## Objective
How many lines in the records below contain the word "clock"? Reply with the number only.

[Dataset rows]
------------------------------------
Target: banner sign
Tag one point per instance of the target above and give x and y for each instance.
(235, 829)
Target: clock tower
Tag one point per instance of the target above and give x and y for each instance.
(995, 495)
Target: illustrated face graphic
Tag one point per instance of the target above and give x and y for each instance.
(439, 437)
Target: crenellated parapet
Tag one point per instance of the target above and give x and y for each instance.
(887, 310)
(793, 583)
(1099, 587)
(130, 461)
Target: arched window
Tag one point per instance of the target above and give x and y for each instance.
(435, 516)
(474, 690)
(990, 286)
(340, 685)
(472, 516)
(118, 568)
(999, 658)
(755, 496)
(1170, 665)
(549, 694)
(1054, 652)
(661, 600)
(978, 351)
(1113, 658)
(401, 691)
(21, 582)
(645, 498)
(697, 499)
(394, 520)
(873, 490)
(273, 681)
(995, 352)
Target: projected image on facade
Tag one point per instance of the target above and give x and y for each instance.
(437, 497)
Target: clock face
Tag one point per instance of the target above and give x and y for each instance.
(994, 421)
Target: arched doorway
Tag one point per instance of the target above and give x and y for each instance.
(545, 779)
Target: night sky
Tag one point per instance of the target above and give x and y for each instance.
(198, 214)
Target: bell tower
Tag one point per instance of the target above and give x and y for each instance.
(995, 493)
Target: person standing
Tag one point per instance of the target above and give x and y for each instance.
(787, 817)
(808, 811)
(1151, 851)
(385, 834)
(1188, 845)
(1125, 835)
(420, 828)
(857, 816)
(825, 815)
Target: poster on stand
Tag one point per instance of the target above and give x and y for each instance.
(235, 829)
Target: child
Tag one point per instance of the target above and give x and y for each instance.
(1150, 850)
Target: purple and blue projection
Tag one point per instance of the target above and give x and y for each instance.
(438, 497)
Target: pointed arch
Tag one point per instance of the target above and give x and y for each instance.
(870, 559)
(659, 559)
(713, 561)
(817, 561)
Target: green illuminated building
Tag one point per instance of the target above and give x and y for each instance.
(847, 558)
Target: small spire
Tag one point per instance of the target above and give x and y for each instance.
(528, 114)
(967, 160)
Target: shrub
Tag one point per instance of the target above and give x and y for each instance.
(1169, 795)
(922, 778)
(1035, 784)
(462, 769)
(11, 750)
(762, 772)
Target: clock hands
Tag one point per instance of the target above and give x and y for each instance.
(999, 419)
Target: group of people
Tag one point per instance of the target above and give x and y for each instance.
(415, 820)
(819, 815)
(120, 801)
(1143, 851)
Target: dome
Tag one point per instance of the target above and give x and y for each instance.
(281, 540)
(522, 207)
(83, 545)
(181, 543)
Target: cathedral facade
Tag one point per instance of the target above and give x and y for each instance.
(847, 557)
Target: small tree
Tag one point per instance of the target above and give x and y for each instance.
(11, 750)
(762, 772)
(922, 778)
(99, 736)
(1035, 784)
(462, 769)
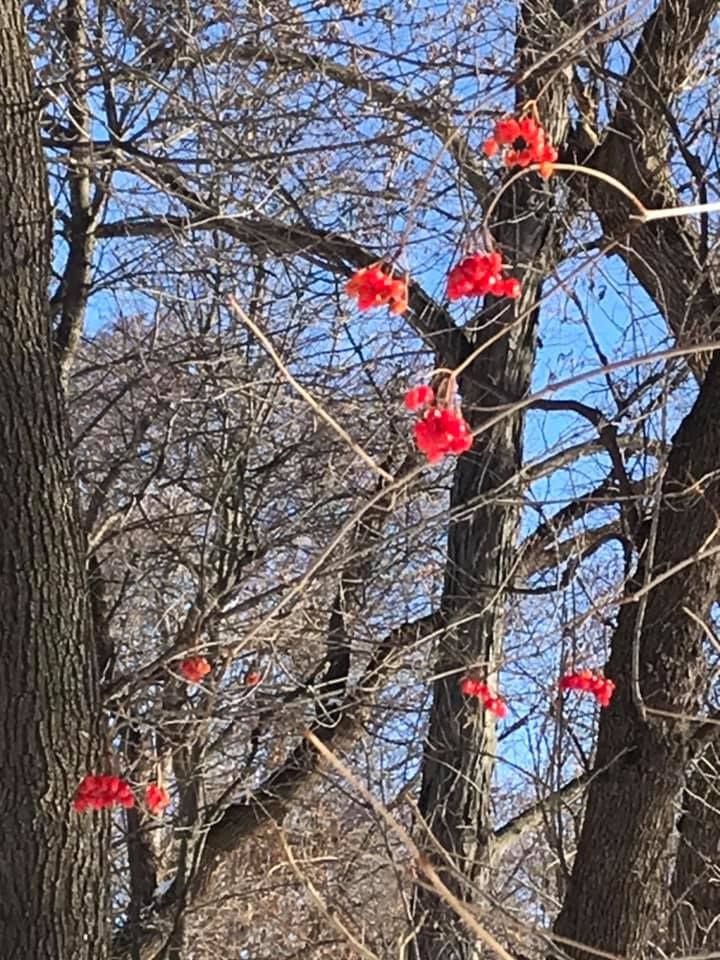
------------------------------------
## Task result
3